* BEGIN Extracted entries *
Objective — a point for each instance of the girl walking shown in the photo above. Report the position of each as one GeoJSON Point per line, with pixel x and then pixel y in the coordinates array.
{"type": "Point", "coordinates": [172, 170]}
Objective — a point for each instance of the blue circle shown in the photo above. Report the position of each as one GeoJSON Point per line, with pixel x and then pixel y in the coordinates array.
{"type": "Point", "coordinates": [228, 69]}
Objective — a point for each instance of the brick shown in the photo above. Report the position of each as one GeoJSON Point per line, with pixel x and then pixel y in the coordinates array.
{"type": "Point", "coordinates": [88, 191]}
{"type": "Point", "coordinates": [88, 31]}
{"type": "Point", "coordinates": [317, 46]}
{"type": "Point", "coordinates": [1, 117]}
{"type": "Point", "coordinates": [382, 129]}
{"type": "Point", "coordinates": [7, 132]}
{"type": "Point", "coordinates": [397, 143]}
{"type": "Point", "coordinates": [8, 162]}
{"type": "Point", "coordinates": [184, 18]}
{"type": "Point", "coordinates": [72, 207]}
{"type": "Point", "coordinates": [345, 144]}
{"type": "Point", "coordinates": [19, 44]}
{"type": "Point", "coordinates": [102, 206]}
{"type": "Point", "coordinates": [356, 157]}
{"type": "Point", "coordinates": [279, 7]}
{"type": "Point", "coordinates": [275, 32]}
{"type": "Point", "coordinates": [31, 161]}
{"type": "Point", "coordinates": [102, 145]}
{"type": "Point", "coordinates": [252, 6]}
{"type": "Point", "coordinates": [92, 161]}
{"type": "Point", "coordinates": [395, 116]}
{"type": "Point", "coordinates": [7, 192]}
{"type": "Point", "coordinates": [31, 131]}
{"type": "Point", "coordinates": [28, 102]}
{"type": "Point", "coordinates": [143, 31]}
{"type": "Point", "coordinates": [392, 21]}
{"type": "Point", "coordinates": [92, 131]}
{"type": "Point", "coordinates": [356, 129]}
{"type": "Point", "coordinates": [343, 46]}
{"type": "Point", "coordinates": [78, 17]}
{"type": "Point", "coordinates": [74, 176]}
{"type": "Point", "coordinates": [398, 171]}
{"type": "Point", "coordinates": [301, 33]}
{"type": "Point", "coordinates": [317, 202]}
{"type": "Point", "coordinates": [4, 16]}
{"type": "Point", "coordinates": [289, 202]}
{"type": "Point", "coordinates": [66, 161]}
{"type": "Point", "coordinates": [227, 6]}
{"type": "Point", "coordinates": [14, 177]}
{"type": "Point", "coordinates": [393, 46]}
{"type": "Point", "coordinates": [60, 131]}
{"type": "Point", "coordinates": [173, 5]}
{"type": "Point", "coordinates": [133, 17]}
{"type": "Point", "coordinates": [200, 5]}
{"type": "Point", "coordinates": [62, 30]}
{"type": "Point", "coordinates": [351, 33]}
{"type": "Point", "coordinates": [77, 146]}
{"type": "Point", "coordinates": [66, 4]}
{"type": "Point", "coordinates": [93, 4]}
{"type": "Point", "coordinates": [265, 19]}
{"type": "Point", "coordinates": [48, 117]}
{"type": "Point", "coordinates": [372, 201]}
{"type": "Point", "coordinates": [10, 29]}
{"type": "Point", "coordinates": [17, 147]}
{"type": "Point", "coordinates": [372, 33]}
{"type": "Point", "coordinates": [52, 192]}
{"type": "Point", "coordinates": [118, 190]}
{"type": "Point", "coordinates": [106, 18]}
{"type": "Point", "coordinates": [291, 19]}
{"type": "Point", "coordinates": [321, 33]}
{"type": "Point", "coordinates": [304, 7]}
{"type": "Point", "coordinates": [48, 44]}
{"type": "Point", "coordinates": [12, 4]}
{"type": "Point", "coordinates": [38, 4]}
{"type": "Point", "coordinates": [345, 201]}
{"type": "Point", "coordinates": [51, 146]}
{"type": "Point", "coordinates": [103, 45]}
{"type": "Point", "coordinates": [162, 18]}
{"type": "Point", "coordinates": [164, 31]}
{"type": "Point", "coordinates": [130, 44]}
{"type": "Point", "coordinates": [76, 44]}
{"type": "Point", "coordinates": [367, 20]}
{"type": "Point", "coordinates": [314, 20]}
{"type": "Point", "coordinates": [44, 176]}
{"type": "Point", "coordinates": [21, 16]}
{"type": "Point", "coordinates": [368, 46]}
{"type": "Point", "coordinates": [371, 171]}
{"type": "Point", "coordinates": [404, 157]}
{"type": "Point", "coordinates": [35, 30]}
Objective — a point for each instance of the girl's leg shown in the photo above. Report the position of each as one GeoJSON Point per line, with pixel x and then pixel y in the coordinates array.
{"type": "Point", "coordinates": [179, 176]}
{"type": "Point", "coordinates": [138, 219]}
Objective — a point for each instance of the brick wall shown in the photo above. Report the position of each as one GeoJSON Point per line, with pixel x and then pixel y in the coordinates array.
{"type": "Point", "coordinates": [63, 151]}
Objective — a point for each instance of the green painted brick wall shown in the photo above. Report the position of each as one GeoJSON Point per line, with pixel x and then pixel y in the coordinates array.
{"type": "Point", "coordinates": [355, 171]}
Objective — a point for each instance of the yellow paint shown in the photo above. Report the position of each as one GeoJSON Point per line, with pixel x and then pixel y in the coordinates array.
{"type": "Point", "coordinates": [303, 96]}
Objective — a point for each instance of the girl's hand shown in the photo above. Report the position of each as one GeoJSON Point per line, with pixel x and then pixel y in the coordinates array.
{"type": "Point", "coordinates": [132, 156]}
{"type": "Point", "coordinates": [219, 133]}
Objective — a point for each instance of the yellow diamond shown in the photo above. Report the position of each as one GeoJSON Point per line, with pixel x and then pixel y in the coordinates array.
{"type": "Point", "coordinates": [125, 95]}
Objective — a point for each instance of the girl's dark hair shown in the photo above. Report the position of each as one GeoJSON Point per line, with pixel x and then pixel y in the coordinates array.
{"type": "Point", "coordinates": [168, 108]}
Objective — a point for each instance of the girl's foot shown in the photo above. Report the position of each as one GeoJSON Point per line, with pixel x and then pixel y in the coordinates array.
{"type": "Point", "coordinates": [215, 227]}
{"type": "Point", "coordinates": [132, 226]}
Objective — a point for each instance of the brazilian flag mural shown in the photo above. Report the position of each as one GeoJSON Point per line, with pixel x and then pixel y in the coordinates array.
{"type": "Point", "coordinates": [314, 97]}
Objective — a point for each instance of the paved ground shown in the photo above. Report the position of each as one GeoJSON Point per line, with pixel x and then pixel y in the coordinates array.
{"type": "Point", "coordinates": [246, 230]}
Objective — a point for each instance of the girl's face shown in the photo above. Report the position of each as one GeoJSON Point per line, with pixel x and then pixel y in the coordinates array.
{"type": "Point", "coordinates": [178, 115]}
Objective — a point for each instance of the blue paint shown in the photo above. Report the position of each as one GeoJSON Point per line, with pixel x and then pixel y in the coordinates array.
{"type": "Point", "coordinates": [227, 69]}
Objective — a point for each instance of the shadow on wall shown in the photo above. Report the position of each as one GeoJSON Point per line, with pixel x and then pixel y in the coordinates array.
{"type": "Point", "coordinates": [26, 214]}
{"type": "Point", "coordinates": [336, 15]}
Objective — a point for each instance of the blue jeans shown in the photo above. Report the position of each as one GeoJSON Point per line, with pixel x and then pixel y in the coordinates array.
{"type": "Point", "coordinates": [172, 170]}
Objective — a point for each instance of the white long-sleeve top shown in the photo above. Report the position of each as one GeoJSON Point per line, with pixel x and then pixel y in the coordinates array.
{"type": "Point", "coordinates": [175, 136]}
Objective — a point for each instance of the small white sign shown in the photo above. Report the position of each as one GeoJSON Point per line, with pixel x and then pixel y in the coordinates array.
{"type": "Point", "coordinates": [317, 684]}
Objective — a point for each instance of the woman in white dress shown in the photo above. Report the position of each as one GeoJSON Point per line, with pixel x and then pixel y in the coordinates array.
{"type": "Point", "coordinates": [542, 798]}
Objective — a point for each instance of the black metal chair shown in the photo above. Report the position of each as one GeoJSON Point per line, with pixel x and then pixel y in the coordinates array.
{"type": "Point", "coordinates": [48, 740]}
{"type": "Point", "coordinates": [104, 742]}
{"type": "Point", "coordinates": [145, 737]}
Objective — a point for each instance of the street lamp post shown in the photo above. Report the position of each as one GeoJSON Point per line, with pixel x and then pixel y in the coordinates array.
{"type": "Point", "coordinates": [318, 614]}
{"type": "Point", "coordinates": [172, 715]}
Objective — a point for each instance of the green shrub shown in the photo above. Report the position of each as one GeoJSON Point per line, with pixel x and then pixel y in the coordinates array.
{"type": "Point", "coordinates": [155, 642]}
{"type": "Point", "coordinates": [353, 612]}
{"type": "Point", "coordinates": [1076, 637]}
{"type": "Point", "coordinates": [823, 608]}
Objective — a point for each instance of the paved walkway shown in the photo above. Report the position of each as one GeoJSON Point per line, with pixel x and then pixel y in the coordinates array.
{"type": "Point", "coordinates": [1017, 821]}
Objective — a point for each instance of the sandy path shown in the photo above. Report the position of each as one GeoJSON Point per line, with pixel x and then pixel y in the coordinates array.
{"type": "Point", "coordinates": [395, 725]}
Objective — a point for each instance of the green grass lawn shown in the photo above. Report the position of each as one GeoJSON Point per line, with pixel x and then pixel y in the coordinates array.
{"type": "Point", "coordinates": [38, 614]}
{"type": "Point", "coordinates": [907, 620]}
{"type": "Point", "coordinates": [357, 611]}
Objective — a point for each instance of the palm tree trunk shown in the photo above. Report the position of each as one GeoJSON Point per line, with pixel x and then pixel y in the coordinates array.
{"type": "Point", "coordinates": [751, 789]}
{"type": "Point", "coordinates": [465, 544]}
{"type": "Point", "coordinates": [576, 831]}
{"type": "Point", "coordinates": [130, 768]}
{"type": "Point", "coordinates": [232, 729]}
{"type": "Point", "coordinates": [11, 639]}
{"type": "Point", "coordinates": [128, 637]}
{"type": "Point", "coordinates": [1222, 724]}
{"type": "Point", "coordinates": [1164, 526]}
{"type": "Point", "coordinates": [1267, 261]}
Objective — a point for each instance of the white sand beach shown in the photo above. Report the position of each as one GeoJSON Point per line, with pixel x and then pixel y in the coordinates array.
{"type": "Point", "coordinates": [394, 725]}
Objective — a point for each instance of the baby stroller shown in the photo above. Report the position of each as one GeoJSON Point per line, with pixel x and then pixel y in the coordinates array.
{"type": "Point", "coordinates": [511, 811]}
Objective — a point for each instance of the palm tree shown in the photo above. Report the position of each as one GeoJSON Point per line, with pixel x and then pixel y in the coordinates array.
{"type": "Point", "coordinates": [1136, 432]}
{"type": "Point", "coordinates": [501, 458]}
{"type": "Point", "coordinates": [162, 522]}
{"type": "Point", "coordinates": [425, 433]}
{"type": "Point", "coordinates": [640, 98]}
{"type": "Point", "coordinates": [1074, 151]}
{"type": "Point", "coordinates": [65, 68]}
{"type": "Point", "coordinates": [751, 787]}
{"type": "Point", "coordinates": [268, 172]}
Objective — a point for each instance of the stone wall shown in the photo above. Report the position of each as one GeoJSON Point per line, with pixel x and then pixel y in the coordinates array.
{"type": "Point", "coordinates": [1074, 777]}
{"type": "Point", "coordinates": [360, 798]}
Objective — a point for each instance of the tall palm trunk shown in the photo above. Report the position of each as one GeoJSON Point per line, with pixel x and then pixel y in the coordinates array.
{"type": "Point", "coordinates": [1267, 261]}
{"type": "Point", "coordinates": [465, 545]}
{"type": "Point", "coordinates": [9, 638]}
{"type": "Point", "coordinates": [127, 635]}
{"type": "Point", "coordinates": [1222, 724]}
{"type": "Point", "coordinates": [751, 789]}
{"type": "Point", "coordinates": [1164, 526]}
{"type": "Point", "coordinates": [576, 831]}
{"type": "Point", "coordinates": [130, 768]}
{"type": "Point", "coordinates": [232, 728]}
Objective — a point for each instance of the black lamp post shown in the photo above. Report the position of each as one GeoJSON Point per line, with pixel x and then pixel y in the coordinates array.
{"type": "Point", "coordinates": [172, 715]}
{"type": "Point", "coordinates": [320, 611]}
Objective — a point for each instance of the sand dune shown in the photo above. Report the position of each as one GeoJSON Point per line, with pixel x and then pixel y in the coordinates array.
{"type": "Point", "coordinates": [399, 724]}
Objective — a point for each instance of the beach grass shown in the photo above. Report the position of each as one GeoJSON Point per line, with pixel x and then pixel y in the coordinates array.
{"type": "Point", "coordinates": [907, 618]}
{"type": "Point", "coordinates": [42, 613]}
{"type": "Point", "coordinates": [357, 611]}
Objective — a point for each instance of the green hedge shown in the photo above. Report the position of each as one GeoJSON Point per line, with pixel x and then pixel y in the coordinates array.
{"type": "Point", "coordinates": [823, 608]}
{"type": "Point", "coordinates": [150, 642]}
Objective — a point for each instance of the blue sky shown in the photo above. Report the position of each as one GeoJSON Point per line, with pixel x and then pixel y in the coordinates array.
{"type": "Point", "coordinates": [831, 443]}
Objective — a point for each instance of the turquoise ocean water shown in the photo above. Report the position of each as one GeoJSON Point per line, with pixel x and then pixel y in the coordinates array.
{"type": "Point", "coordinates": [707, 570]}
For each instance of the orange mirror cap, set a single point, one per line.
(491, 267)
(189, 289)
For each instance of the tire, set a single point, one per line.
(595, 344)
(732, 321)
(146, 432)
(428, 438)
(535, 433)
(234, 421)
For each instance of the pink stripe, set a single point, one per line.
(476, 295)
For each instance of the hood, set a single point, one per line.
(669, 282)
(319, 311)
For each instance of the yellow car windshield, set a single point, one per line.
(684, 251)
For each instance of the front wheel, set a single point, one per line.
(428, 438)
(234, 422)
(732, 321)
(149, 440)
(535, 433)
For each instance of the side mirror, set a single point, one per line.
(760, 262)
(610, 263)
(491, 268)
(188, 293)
* END Extracted entries *
The problem
Repeat, exactly and only, the lines above from the one containing "For each instance of the orange" through the end of the material.

Response to this exercise
For each instance of the orange mirror cap, set a single point, one per line.
(491, 267)
(189, 289)
For each instance of the tire, set a single point, one per line.
(595, 344)
(732, 321)
(146, 432)
(428, 438)
(535, 433)
(234, 421)
For each instance of the pink stripe, set a single point, one per line.
(476, 295)
For each instance of the hood, set a single point, one per line.
(669, 282)
(319, 311)
For each instance of the yellow car windshield, set a single point, one per line.
(684, 251)
For each instance of the front wheel, set a single point, one per line.
(428, 438)
(234, 422)
(732, 321)
(149, 440)
(535, 433)
For each instance of the side mirror, set a single point, one per line.
(760, 262)
(610, 263)
(491, 268)
(188, 293)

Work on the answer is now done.